■ Set task: Reproduce the lines below verbatim, from the one containing "For the scene shown above, tell me where the vase" through the last line, and nothing else.

■ Record list:
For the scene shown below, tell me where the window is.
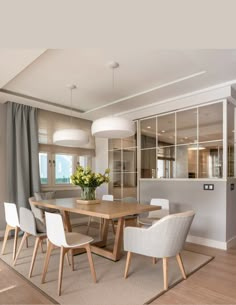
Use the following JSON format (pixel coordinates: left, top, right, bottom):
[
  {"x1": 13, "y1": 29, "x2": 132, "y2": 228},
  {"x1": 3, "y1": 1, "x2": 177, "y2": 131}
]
[
  {"x1": 39, "y1": 152, "x2": 91, "y2": 187},
  {"x1": 39, "y1": 152, "x2": 48, "y2": 184}
]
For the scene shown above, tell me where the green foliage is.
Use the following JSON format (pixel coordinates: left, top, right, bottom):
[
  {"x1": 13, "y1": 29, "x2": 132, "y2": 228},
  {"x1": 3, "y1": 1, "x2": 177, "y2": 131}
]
[{"x1": 71, "y1": 166, "x2": 110, "y2": 189}]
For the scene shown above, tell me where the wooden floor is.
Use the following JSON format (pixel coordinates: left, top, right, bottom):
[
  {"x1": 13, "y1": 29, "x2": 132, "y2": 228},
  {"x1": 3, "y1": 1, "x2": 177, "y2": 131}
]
[{"x1": 0, "y1": 244, "x2": 236, "y2": 305}]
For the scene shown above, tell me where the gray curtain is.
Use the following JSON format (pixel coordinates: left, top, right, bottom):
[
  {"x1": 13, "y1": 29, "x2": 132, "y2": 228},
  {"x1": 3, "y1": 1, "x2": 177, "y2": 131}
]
[{"x1": 6, "y1": 102, "x2": 40, "y2": 208}]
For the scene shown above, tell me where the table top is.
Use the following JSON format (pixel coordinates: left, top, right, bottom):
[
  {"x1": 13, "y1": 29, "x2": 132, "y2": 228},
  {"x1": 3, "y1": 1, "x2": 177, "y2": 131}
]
[{"x1": 32, "y1": 198, "x2": 161, "y2": 219}]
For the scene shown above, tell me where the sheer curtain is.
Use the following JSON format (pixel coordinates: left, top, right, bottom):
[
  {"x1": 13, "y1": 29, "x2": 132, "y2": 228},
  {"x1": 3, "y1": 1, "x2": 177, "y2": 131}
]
[{"x1": 6, "y1": 102, "x2": 40, "y2": 208}]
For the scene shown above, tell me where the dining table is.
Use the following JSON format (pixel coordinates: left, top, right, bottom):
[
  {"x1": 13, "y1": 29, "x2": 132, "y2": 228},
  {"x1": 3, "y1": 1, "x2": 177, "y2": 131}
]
[{"x1": 32, "y1": 198, "x2": 161, "y2": 261}]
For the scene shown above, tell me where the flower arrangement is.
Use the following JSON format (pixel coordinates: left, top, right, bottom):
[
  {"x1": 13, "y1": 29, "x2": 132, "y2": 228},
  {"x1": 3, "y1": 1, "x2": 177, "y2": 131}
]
[{"x1": 71, "y1": 166, "x2": 110, "y2": 200}]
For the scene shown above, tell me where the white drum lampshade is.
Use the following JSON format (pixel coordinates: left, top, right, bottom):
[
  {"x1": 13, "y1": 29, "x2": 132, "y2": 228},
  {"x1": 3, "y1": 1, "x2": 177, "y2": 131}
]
[
  {"x1": 53, "y1": 129, "x2": 89, "y2": 147},
  {"x1": 92, "y1": 117, "x2": 135, "y2": 138}
]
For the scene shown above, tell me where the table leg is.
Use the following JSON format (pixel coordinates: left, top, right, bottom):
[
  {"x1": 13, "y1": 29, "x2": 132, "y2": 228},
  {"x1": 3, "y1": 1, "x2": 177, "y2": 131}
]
[{"x1": 91, "y1": 217, "x2": 124, "y2": 261}]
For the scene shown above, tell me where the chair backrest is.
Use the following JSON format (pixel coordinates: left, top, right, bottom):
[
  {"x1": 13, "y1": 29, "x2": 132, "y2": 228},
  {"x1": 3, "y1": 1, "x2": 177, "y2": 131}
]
[
  {"x1": 146, "y1": 211, "x2": 195, "y2": 257},
  {"x1": 4, "y1": 202, "x2": 20, "y2": 228},
  {"x1": 29, "y1": 197, "x2": 44, "y2": 222},
  {"x1": 148, "y1": 198, "x2": 170, "y2": 219},
  {"x1": 45, "y1": 212, "x2": 67, "y2": 247},
  {"x1": 121, "y1": 197, "x2": 138, "y2": 203},
  {"x1": 102, "y1": 195, "x2": 114, "y2": 201},
  {"x1": 20, "y1": 207, "x2": 37, "y2": 236}
]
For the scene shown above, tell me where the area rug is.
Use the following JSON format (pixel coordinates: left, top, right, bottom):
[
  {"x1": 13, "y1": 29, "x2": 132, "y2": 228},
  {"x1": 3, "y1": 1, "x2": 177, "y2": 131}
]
[{"x1": 0, "y1": 226, "x2": 212, "y2": 305}]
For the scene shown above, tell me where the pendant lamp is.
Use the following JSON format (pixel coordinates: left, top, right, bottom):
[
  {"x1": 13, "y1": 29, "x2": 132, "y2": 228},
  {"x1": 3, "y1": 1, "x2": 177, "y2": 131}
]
[
  {"x1": 53, "y1": 85, "x2": 89, "y2": 147},
  {"x1": 92, "y1": 61, "x2": 135, "y2": 138}
]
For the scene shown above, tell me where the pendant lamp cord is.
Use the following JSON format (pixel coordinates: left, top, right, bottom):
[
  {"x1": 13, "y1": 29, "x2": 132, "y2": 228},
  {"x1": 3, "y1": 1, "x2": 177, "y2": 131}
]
[{"x1": 70, "y1": 88, "x2": 72, "y2": 127}]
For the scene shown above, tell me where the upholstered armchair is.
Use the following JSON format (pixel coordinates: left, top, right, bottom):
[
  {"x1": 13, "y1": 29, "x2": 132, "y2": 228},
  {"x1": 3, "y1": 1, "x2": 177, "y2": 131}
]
[{"x1": 124, "y1": 211, "x2": 195, "y2": 290}]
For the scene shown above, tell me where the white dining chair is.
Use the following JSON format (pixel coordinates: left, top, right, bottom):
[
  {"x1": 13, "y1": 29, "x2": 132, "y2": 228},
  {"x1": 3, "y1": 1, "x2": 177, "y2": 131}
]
[
  {"x1": 138, "y1": 198, "x2": 170, "y2": 226},
  {"x1": 124, "y1": 211, "x2": 195, "y2": 290},
  {"x1": 1, "y1": 202, "x2": 20, "y2": 260},
  {"x1": 42, "y1": 212, "x2": 97, "y2": 296},
  {"x1": 13, "y1": 207, "x2": 47, "y2": 277},
  {"x1": 86, "y1": 194, "x2": 115, "y2": 237}
]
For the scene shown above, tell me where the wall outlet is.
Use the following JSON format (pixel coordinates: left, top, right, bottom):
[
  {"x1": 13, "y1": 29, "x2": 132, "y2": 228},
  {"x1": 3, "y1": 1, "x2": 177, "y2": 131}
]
[{"x1": 203, "y1": 183, "x2": 214, "y2": 191}]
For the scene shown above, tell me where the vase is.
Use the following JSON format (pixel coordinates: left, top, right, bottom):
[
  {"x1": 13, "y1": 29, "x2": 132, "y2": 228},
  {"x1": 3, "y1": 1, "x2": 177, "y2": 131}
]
[{"x1": 80, "y1": 186, "x2": 96, "y2": 200}]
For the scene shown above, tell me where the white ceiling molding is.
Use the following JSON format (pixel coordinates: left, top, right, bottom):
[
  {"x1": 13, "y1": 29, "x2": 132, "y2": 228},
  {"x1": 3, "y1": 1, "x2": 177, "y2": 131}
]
[
  {"x1": 0, "y1": 48, "x2": 236, "y2": 120},
  {"x1": 117, "y1": 84, "x2": 232, "y2": 120},
  {"x1": 0, "y1": 49, "x2": 46, "y2": 88},
  {"x1": 84, "y1": 71, "x2": 206, "y2": 113}
]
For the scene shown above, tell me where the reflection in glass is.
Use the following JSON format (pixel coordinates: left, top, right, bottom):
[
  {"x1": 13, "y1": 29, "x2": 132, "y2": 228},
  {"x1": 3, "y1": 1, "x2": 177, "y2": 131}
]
[
  {"x1": 157, "y1": 146, "x2": 175, "y2": 178},
  {"x1": 39, "y1": 152, "x2": 48, "y2": 184},
  {"x1": 141, "y1": 149, "x2": 156, "y2": 178},
  {"x1": 122, "y1": 122, "x2": 137, "y2": 149},
  {"x1": 176, "y1": 145, "x2": 197, "y2": 178},
  {"x1": 140, "y1": 118, "x2": 157, "y2": 148},
  {"x1": 108, "y1": 173, "x2": 122, "y2": 199},
  {"x1": 199, "y1": 141, "x2": 223, "y2": 178},
  {"x1": 176, "y1": 108, "x2": 197, "y2": 144},
  {"x1": 108, "y1": 150, "x2": 122, "y2": 172},
  {"x1": 227, "y1": 102, "x2": 236, "y2": 177},
  {"x1": 123, "y1": 148, "x2": 137, "y2": 172},
  {"x1": 108, "y1": 139, "x2": 121, "y2": 150},
  {"x1": 157, "y1": 113, "x2": 175, "y2": 146},
  {"x1": 198, "y1": 102, "x2": 223, "y2": 142}
]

■ Answer to this problem:
For the scene shown above, tell me where the vase is.
Use the following JSON format (pixel coordinates: left, top, right, bottom):
[
  {"x1": 13, "y1": 29, "x2": 132, "y2": 228},
  {"x1": 3, "y1": 1, "x2": 177, "y2": 131}
]
[{"x1": 80, "y1": 186, "x2": 96, "y2": 200}]
For the scene shown above, tell me where the white ceiling molding is.
Use the following JSON format (pixel coordinates: left, top, right, bottom):
[
  {"x1": 13, "y1": 29, "x2": 132, "y2": 228},
  {"x1": 3, "y1": 1, "x2": 177, "y2": 131}
]
[
  {"x1": 0, "y1": 48, "x2": 236, "y2": 120},
  {"x1": 117, "y1": 84, "x2": 232, "y2": 120},
  {"x1": 0, "y1": 49, "x2": 46, "y2": 88},
  {"x1": 84, "y1": 71, "x2": 206, "y2": 113}
]
For the scene shown above, tell me where the reflection in glass is.
Use the following JSON format (pixel coordinates: left, top, right, bottom):
[
  {"x1": 13, "y1": 29, "x2": 132, "y2": 228},
  {"x1": 3, "y1": 1, "x2": 177, "y2": 131}
]
[
  {"x1": 157, "y1": 146, "x2": 175, "y2": 178},
  {"x1": 39, "y1": 152, "x2": 48, "y2": 184},
  {"x1": 141, "y1": 149, "x2": 156, "y2": 178},
  {"x1": 122, "y1": 122, "x2": 137, "y2": 149},
  {"x1": 176, "y1": 145, "x2": 197, "y2": 178},
  {"x1": 140, "y1": 118, "x2": 157, "y2": 148},
  {"x1": 108, "y1": 173, "x2": 122, "y2": 199},
  {"x1": 199, "y1": 141, "x2": 223, "y2": 178},
  {"x1": 176, "y1": 108, "x2": 197, "y2": 144},
  {"x1": 108, "y1": 150, "x2": 122, "y2": 172},
  {"x1": 227, "y1": 102, "x2": 236, "y2": 177},
  {"x1": 123, "y1": 148, "x2": 137, "y2": 172},
  {"x1": 108, "y1": 139, "x2": 121, "y2": 150},
  {"x1": 157, "y1": 113, "x2": 175, "y2": 146},
  {"x1": 198, "y1": 102, "x2": 223, "y2": 142}
]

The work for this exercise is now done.